WORK ORDER =
Write out all of the listing exactly. Add nothing to it.

── SUPPLIED MATERIAL ──

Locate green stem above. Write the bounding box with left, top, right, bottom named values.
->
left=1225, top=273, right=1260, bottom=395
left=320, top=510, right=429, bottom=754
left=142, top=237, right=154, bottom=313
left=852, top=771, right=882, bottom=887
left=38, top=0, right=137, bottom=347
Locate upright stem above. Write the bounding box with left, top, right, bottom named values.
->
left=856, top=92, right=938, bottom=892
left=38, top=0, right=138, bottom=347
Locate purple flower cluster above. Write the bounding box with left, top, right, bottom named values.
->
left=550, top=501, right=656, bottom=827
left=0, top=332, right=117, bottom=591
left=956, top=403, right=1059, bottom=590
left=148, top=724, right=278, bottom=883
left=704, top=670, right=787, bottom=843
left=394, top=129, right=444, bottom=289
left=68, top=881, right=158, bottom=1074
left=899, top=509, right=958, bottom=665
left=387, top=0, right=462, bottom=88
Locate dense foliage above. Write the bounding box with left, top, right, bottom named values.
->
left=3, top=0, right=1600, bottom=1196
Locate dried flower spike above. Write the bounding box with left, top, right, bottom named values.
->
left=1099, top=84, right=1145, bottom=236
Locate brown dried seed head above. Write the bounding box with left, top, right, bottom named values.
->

───

REPLY =
Locate green stem above. Write the bounding box with left, top, right, bottom named values.
->
left=1225, top=273, right=1260, bottom=395
left=320, top=510, right=429, bottom=754
left=142, top=237, right=154, bottom=313
left=852, top=771, right=882, bottom=887
left=38, top=0, right=137, bottom=347
Locate upright stem above. Write the bounding box with left, top, right, bottom named values.
->
left=856, top=92, right=938, bottom=892
left=38, top=0, right=138, bottom=347
Locate purple flower cluster above. Write the bounding box with left, top, right, bottom named values.
->
left=550, top=501, right=656, bottom=827
left=0, top=332, right=117, bottom=591
left=956, top=403, right=1059, bottom=590
left=148, top=724, right=278, bottom=883
left=704, top=670, right=787, bottom=843
left=394, top=129, right=444, bottom=289
left=68, top=881, right=158, bottom=1074
left=899, top=509, right=958, bottom=665
left=387, top=0, right=462, bottom=88
Locate dense foliage above. Write the bounding box with left, top, right, bottom named values.
->
left=3, top=0, right=1600, bottom=1196
Locate dried flower spike above. Write the bounding box with left, top, right, bottom named values.
->
left=1099, top=84, right=1145, bottom=236
Locate brown dried seed head above. Write the bounding box with left, top, right, bottom named values.
->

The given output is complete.